## EXERCISE INSTRUCTIONS
For each statement below, say yes or no to whether the post on training new Health Unit Coordinators supports it, and quote the deciding words of the post: (a) The writer advises teaching new hires the short cuts before the right way. (b) The sheet naming the Case Manager is faxed in the morning. (c) In the writer's example, the new HUC had three admissions coming and two discharges going.

═════ EXCERPT

I was training a new Health Unit Coordinator and I just wanted to post some advice for the HUCs who are required to orientate the new ones.
As I stated in my booklet Steps To Becoming A Medical Secretary – A Step-By-Step Guide To Working in a Hospital, many of the new HUCs have no previous experience and the only requirement that they may meet is knowing medical terminology.
And that's not enough.
So here are 5 quick tips for you to remember and pass on.
- Realize that some new hires are still on edge. They're overwhelmed with trying to learn a ton of new information and multitask also. So be careful with what you say and how you say it. Also, be willing to defend them against any nurse or CNA/PCA who makes any snide remarks to them. They're super sensitive to any and everything.
- Train them the right way first and then teach them the short cuts.
- Encourage them to take notes. There are a ton of information that they will only need to know once in a blue moon. A good example. At the hospital where I work, a Case Manager is assigned to a certain department, and the sheet with that information is faxed in the morning. But some days the fax doesn't go through. Who's the Case Manager for today? How do we get this information? That's the HUCs responsibility and they need to know who to call.
- Teach them to be proactive. Merriam-Webster defines the word proactive as acting in anticipation of future problems, needs, or changes. I'm always receiving compliments on how thorough I am and how I know where everything is. It's because I'm proactive.
- Teach them what is important and what can wait. Another good example is this. The new HUC had three admissions coming and 2 discharges going and she wanted to go to the other side of the hospital to pick up telemetry strips. I had to tell her no because by the time she got back, two of those admissions would have been there and then she would be rushing to put the charts together and get the new orders in the computer.
Do you have any suggestions? Share them in the comment section.

══════════
═════ SUPPLIED DATA

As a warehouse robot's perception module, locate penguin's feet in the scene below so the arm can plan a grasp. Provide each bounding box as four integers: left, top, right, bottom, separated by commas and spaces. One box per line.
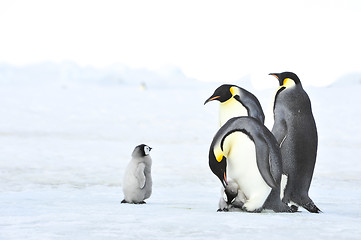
217, 208, 229, 212
290, 205, 298, 212
242, 200, 263, 213
301, 202, 322, 213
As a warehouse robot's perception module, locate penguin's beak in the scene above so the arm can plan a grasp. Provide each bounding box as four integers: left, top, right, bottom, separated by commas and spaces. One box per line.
268, 73, 283, 86
204, 95, 221, 105
268, 73, 279, 79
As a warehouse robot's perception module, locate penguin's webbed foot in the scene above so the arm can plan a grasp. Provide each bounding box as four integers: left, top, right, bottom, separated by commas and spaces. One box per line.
302, 202, 322, 213
289, 205, 298, 212
217, 208, 229, 212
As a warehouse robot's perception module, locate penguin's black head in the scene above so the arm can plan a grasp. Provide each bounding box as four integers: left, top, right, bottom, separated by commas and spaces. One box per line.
269, 72, 301, 86
204, 84, 237, 104
132, 144, 152, 157
209, 148, 228, 188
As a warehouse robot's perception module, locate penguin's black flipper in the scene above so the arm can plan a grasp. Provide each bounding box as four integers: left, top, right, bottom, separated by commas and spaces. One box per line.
255, 135, 279, 189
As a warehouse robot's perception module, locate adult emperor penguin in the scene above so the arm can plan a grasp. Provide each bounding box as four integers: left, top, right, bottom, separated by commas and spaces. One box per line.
270, 72, 320, 213
204, 84, 264, 126
122, 144, 152, 204
209, 116, 295, 212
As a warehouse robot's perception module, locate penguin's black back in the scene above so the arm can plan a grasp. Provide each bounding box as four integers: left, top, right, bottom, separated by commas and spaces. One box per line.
272, 84, 318, 200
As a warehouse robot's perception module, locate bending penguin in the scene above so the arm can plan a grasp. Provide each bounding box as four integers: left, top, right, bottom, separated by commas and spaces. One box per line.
121, 144, 152, 204
209, 116, 297, 212
204, 84, 265, 126
270, 72, 320, 213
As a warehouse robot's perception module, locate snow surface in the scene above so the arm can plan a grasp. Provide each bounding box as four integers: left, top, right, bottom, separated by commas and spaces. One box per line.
0, 70, 361, 240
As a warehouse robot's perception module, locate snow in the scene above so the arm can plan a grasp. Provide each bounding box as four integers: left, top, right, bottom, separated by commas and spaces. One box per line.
0, 68, 361, 240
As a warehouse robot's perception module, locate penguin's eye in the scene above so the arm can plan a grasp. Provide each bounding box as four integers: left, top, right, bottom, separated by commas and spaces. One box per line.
223, 192, 228, 202
144, 146, 150, 155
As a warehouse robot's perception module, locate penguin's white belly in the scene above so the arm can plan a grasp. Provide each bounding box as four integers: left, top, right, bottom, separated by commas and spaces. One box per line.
223, 132, 271, 211
219, 98, 248, 126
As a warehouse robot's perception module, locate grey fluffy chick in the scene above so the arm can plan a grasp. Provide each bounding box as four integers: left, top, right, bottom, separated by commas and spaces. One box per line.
217, 180, 246, 212
122, 144, 152, 204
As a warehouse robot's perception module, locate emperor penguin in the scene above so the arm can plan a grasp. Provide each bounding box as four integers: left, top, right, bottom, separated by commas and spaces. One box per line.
209, 116, 295, 212
204, 84, 265, 126
270, 72, 321, 213
122, 144, 152, 204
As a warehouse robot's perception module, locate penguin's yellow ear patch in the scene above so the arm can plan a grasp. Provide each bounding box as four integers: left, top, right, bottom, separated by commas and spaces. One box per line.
229, 86, 239, 96
217, 154, 223, 162
283, 78, 296, 87
213, 146, 223, 162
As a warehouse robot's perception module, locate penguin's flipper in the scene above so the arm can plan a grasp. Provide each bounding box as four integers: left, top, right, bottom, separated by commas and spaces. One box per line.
256, 138, 279, 188
136, 163, 145, 188
272, 114, 287, 144
234, 95, 265, 124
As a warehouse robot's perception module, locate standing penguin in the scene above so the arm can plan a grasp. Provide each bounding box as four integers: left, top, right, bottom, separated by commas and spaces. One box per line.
270, 72, 320, 213
122, 144, 152, 204
209, 117, 295, 212
204, 84, 264, 126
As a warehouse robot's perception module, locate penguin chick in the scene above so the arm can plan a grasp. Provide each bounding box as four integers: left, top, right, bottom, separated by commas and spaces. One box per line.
270, 72, 321, 213
204, 84, 265, 126
217, 180, 246, 212
122, 144, 152, 204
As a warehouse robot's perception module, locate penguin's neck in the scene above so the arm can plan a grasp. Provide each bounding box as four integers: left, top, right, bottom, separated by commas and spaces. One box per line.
219, 97, 248, 127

══════════

## RESPONSE BOX
(a) No: "Train them the right way first and then teach them the short cuts."
(b) Yes: "the sheet with that information is faxed in the morning"
(c) Yes: "The new HUC had three admissions coming and 2 discharges going"